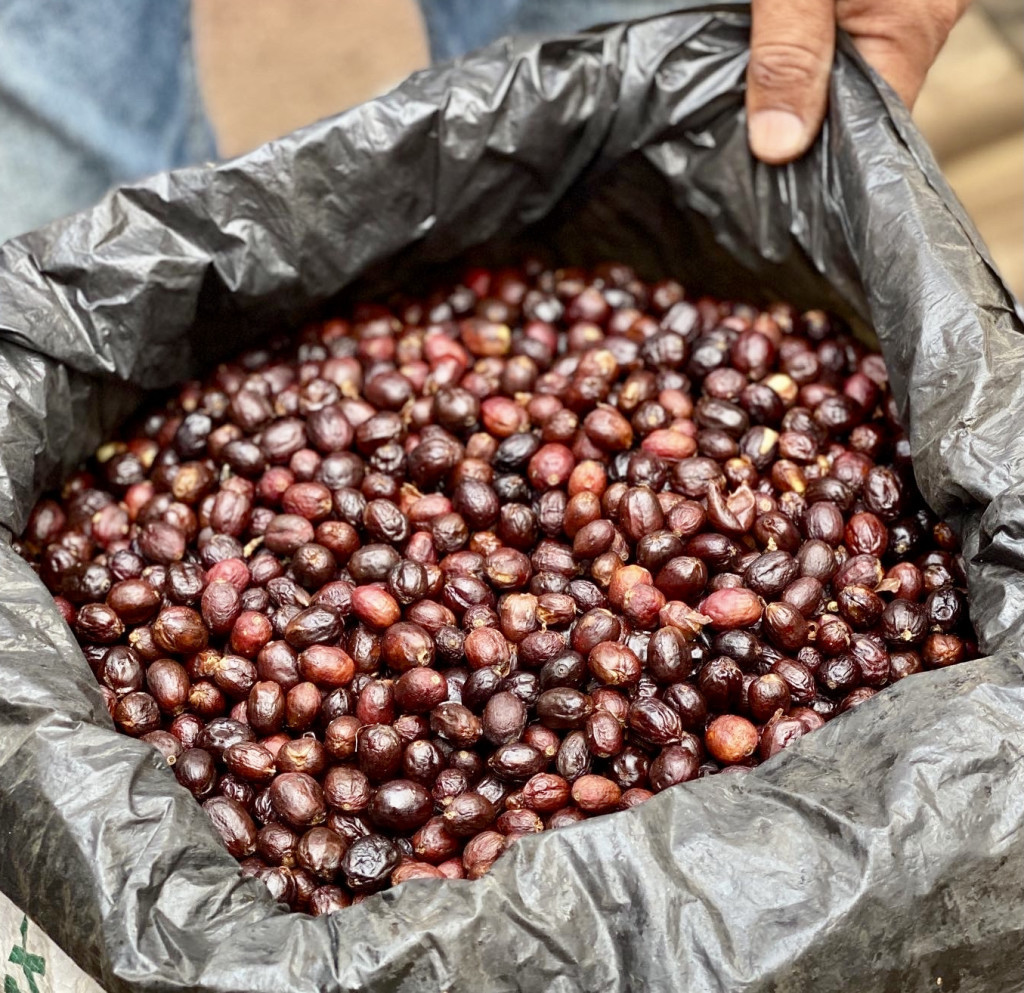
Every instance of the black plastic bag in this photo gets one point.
(882, 853)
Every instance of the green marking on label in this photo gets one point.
(32, 965)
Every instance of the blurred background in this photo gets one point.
(267, 68)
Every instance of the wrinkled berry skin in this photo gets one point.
(390, 593)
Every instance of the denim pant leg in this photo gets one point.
(457, 27)
(92, 93)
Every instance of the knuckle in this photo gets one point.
(782, 67)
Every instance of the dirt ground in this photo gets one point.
(269, 67)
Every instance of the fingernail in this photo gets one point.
(776, 136)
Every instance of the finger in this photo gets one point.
(792, 47)
(900, 41)
(904, 71)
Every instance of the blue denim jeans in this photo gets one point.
(99, 92)
(92, 93)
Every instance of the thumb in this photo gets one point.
(792, 47)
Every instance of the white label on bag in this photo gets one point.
(31, 962)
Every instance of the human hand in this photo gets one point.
(792, 47)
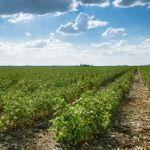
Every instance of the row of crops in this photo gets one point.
(145, 73)
(72, 96)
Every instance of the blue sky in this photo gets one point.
(70, 32)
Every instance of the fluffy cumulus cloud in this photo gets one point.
(131, 3)
(52, 51)
(28, 34)
(36, 6)
(114, 31)
(82, 23)
(123, 48)
(18, 17)
(100, 3)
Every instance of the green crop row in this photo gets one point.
(145, 73)
(33, 97)
(91, 114)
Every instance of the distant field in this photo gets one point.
(81, 100)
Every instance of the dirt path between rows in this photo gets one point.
(131, 125)
(130, 128)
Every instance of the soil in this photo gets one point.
(130, 129)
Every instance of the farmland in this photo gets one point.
(80, 101)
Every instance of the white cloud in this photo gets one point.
(52, 51)
(28, 34)
(131, 3)
(114, 31)
(19, 17)
(99, 3)
(123, 48)
(82, 23)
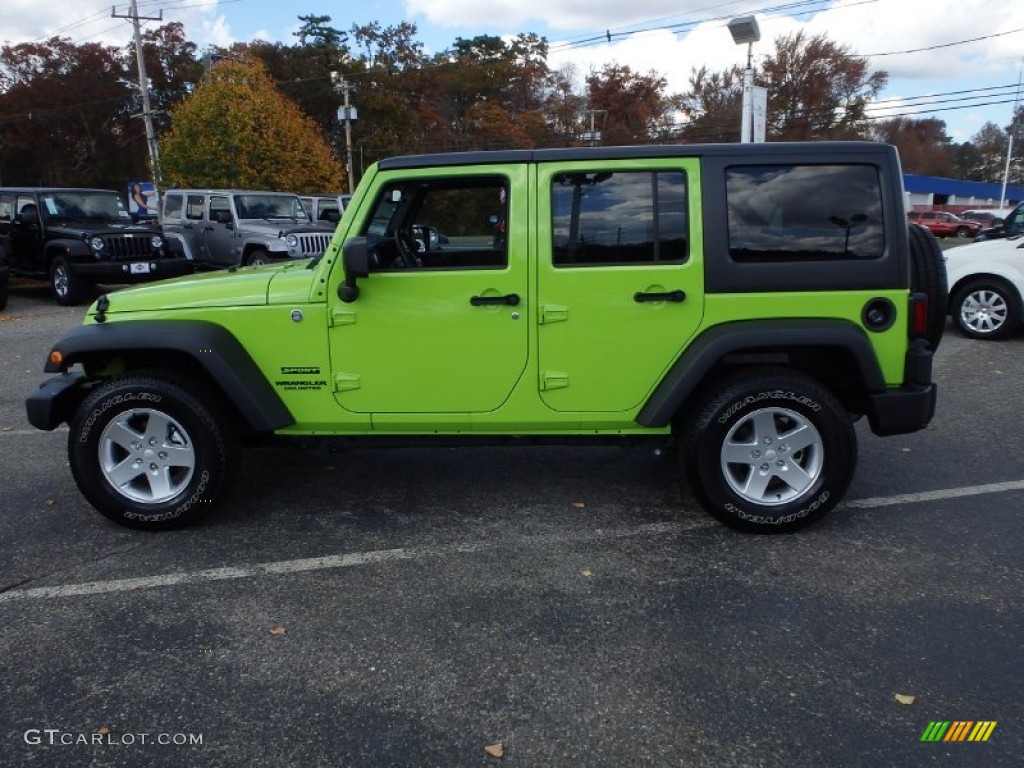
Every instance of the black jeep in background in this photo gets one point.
(78, 238)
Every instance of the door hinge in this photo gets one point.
(341, 316)
(345, 382)
(554, 313)
(554, 380)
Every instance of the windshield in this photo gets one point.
(268, 207)
(75, 204)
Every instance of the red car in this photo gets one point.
(944, 224)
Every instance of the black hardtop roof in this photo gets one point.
(41, 189)
(752, 152)
(208, 190)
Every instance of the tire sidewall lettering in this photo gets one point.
(772, 394)
(110, 402)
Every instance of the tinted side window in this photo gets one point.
(194, 210)
(631, 217)
(218, 203)
(804, 212)
(172, 206)
(454, 223)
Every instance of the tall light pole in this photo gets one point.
(1010, 146)
(744, 31)
(346, 114)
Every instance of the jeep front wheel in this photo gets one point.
(150, 453)
(68, 287)
(769, 453)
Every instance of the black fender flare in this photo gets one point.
(66, 247)
(753, 336)
(213, 347)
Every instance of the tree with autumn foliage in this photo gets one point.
(66, 116)
(237, 130)
(817, 89)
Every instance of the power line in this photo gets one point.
(942, 45)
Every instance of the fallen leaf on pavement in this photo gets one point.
(495, 751)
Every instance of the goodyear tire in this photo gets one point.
(769, 452)
(928, 275)
(151, 453)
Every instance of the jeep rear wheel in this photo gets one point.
(770, 452)
(69, 288)
(928, 275)
(150, 453)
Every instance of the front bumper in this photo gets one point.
(55, 400)
(133, 270)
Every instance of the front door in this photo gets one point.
(620, 280)
(439, 326)
(27, 235)
(222, 244)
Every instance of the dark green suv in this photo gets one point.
(743, 303)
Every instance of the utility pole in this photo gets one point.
(1010, 145)
(143, 84)
(593, 137)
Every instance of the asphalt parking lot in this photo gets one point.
(411, 607)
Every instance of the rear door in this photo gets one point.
(620, 280)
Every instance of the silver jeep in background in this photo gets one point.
(230, 227)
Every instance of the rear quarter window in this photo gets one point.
(804, 213)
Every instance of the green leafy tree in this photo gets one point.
(238, 130)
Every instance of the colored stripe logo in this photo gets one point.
(958, 730)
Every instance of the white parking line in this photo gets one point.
(27, 432)
(935, 496)
(336, 561)
(417, 553)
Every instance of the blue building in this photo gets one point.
(952, 195)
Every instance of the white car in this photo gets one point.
(986, 283)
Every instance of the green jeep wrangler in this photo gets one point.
(744, 303)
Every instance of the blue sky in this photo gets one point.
(952, 80)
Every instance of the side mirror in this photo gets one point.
(355, 259)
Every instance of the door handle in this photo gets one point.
(676, 295)
(511, 299)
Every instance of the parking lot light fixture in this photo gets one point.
(744, 30)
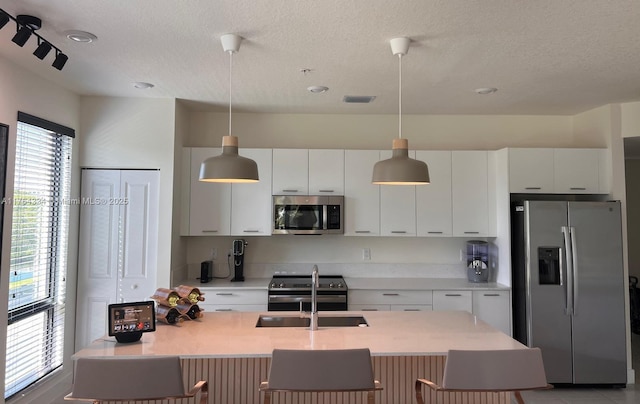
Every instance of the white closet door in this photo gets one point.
(118, 245)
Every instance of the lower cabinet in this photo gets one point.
(490, 306)
(225, 299)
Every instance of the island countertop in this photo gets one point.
(234, 335)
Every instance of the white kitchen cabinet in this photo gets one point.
(494, 308)
(209, 203)
(361, 197)
(469, 190)
(397, 206)
(460, 300)
(576, 171)
(378, 300)
(433, 201)
(251, 213)
(531, 171)
(290, 172)
(326, 172)
(225, 299)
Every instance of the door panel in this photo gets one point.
(549, 325)
(598, 320)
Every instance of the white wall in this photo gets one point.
(135, 133)
(22, 91)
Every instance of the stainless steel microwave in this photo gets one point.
(302, 214)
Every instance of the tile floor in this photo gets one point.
(628, 395)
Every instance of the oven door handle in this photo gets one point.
(298, 298)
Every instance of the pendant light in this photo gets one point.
(400, 169)
(229, 166)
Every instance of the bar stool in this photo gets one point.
(340, 370)
(510, 370)
(129, 379)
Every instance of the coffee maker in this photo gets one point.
(477, 261)
(238, 260)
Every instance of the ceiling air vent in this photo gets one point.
(358, 99)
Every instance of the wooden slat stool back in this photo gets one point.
(511, 370)
(129, 379)
(340, 370)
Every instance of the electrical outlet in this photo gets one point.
(366, 254)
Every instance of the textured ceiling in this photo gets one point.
(545, 56)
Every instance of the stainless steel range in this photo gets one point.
(293, 293)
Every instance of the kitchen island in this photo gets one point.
(229, 351)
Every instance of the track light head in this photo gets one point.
(42, 50)
(60, 60)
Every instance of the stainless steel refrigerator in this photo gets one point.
(568, 288)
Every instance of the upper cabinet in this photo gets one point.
(470, 193)
(251, 203)
(433, 201)
(290, 172)
(222, 209)
(308, 172)
(361, 197)
(397, 206)
(560, 171)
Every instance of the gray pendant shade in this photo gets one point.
(400, 169)
(229, 166)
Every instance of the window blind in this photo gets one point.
(40, 204)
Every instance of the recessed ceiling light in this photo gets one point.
(318, 89)
(358, 99)
(142, 85)
(486, 90)
(81, 36)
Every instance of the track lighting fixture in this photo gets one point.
(26, 26)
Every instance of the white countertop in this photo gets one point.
(233, 334)
(420, 284)
(361, 283)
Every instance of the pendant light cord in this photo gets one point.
(230, 69)
(400, 96)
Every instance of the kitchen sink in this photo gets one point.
(323, 321)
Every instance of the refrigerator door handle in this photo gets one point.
(574, 267)
(568, 257)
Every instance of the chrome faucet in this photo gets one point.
(315, 281)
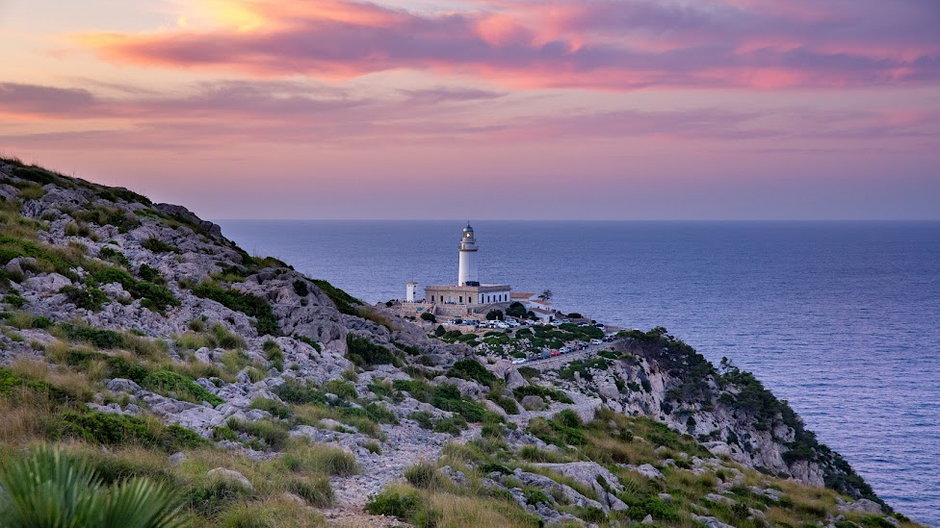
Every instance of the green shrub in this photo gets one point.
(158, 246)
(276, 408)
(300, 288)
(154, 296)
(344, 302)
(98, 337)
(471, 369)
(48, 488)
(396, 501)
(568, 418)
(103, 216)
(293, 391)
(14, 300)
(311, 342)
(214, 496)
(90, 298)
(117, 429)
(341, 388)
(535, 496)
(424, 475)
(11, 382)
(274, 434)
(150, 274)
(315, 490)
(274, 354)
(177, 386)
(114, 256)
(324, 459)
(544, 392)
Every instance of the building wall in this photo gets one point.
(466, 295)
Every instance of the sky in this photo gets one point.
(485, 109)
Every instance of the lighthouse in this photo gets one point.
(468, 296)
(467, 259)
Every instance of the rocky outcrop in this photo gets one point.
(115, 253)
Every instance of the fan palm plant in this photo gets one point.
(50, 489)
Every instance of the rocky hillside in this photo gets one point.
(268, 398)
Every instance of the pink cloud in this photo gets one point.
(599, 44)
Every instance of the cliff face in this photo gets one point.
(152, 313)
(729, 411)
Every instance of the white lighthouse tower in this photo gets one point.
(467, 262)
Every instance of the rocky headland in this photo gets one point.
(136, 336)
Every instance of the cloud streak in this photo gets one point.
(595, 44)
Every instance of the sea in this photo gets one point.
(842, 319)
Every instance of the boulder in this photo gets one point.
(861, 505)
(711, 522)
(49, 283)
(648, 471)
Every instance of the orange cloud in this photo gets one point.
(597, 44)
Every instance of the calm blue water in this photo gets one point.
(841, 319)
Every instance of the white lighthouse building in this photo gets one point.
(467, 259)
(468, 295)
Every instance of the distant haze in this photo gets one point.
(475, 109)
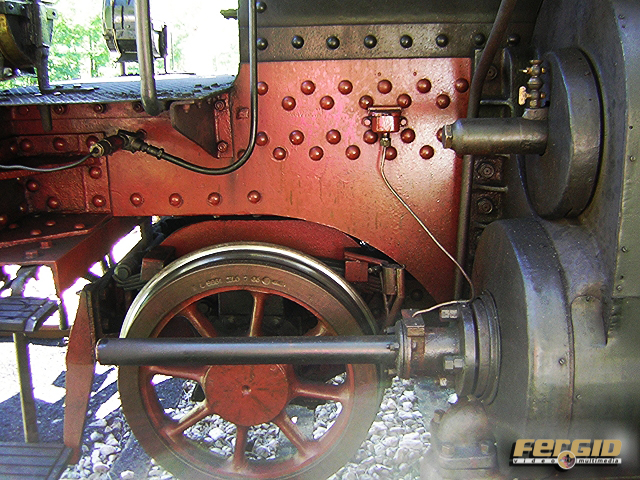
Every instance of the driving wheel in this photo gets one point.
(249, 421)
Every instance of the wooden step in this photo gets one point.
(33, 461)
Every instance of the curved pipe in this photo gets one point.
(475, 91)
(145, 59)
(153, 107)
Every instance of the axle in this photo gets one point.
(461, 346)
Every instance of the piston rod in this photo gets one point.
(379, 349)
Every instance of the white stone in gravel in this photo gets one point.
(390, 441)
(107, 450)
(216, 434)
(100, 468)
(378, 428)
(411, 444)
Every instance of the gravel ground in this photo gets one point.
(396, 441)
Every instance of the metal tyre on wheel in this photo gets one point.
(250, 289)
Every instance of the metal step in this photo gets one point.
(24, 314)
(33, 461)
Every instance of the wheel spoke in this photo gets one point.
(255, 329)
(199, 321)
(320, 391)
(189, 420)
(317, 331)
(239, 458)
(293, 433)
(188, 373)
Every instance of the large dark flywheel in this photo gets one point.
(255, 290)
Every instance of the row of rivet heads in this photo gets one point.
(333, 136)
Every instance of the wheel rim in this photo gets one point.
(248, 397)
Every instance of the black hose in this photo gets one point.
(475, 92)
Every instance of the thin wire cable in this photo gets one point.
(45, 170)
(431, 236)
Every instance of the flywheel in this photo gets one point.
(249, 421)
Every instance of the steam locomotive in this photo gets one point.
(308, 225)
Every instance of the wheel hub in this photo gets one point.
(247, 394)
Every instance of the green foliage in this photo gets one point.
(78, 49)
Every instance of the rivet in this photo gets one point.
(345, 87)
(136, 199)
(262, 139)
(95, 172)
(365, 102)
(91, 141)
(370, 41)
(175, 200)
(296, 137)
(513, 39)
(327, 102)
(442, 40)
(214, 198)
(99, 201)
(406, 41)
(26, 145)
(443, 101)
(384, 86)
(423, 85)
(288, 103)
(31, 254)
(297, 41)
(254, 196)
(308, 87)
(316, 153)
(408, 135)
(391, 153)
(352, 152)
(404, 100)
(333, 137)
(53, 203)
(333, 42)
(263, 88)
(370, 137)
(59, 144)
(59, 109)
(461, 85)
(279, 153)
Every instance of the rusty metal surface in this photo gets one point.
(68, 256)
(342, 187)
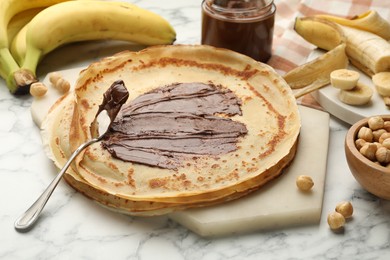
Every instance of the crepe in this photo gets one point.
(268, 111)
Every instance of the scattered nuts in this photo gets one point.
(54, 77)
(366, 134)
(62, 85)
(38, 89)
(375, 123)
(59, 82)
(345, 208)
(304, 182)
(336, 220)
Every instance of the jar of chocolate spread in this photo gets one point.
(244, 26)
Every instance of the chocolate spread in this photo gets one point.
(226, 25)
(113, 99)
(162, 126)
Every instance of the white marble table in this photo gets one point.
(72, 227)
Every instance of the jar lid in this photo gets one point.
(239, 9)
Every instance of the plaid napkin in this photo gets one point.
(289, 49)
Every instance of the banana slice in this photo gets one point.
(344, 79)
(381, 82)
(359, 95)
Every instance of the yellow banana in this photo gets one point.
(84, 20)
(369, 21)
(8, 9)
(367, 51)
(320, 32)
(19, 21)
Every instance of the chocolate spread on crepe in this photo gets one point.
(267, 108)
(159, 127)
(113, 99)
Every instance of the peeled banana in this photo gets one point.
(344, 79)
(381, 82)
(369, 21)
(322, 33)
(359, 95)
(319, 68)
(8, 9)
(367, 51)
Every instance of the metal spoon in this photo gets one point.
(113, 100)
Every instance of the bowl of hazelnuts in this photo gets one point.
(367, 150)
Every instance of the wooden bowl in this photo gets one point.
(371, 176)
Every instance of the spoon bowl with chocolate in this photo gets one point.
(202, 126)
(113, 100)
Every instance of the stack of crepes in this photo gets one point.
(268, 112)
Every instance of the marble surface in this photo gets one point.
(72, 227)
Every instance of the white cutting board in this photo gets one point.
(327, 97)
(277, 204)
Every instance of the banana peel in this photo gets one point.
(319, 69)
(369, 21)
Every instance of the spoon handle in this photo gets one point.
(28, 218)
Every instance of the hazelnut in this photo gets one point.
(386, 143)
(383, 137)
(375, 123)
(304, 182)
(38, 89)
(359, 143)
(386, 126)
(336, 220)
(345, 208)
(368, 150)
(377, 134)
(366, 134)
(54, 77)
(62, 85)
(382, 155)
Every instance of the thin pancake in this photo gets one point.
(269, 112)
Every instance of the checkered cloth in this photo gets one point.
(289, 49)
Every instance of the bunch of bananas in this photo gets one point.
(29, 29)
(362, 40)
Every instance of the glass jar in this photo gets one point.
(244, 26)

══════════════════════════════

Exercise description:
Everything from the line containing "Every instance of the yellow" to the end of the data above should be quoted exactly, please, both ends included, and nothing outside that span.

Correct output:
Every instance of the yellow banana in this photo gets one point.
(84, 20)
(369, 21)
(8, 9)
(367, 51)
(320, 32)
(19, 21)
Every instance of the chocolate spread on crepe in this photo gets one point.
(267, 108)
(159, 127)
(113, 99)
Every instance of the peeled banana in this photo gets one point.
(344, 79)
(381, 82)
(369, 21)
(322, 33)
(359, 95)
(319, 68)
(8, 9)
(367, 51)
Every instance of the metal spoon in this photo gets one point.
(113, 100)
Every instance of the bowl of hazelnuts in this photo gets one point.
(367, 150)
Every instance of the wooden bowl in this photo gets one point.
(371, 176)
Every instance of the spoon bowl with chocolate in this photo gets one point.
(202, 126)
(113, 100)
Every instance of the stack of crepes in this photo gets one point.
(268, 112)
Every instance of the marble surface in this photo gets one point.
(72, 227)
Every instance of the white cutting board in this photo gets one point.
(327, 97)
(277, 204)
Every instance of the banana peel in this photo gets one point.
(319, 69)
(369, 21)
Every instance of the spoon handle in this photo gets one point.
(28, 218)
Every instance of the hazelnut in this photo gets one point.
(386, 143)
(383, 137)
(375, 123)
(304, 182)
(38, 89)
(359, 143)
(386, 126)
(336, 220)
(345, 208)
(368, 150)
(377, 134)
(366, 134)
(54, 77)
(62, 85)
(382, 155)
Every instance of the thin pancake in this photo gets one point.
(269, 112)
Every instance of the checkered cloth in this photo gets one point.
(289, 49)
Every instance of the bunch of bananas in this photo gets one point.
(29, 29)
(362, 40)
Every instance of the glass jar in this photo gets one point.
(244, 26)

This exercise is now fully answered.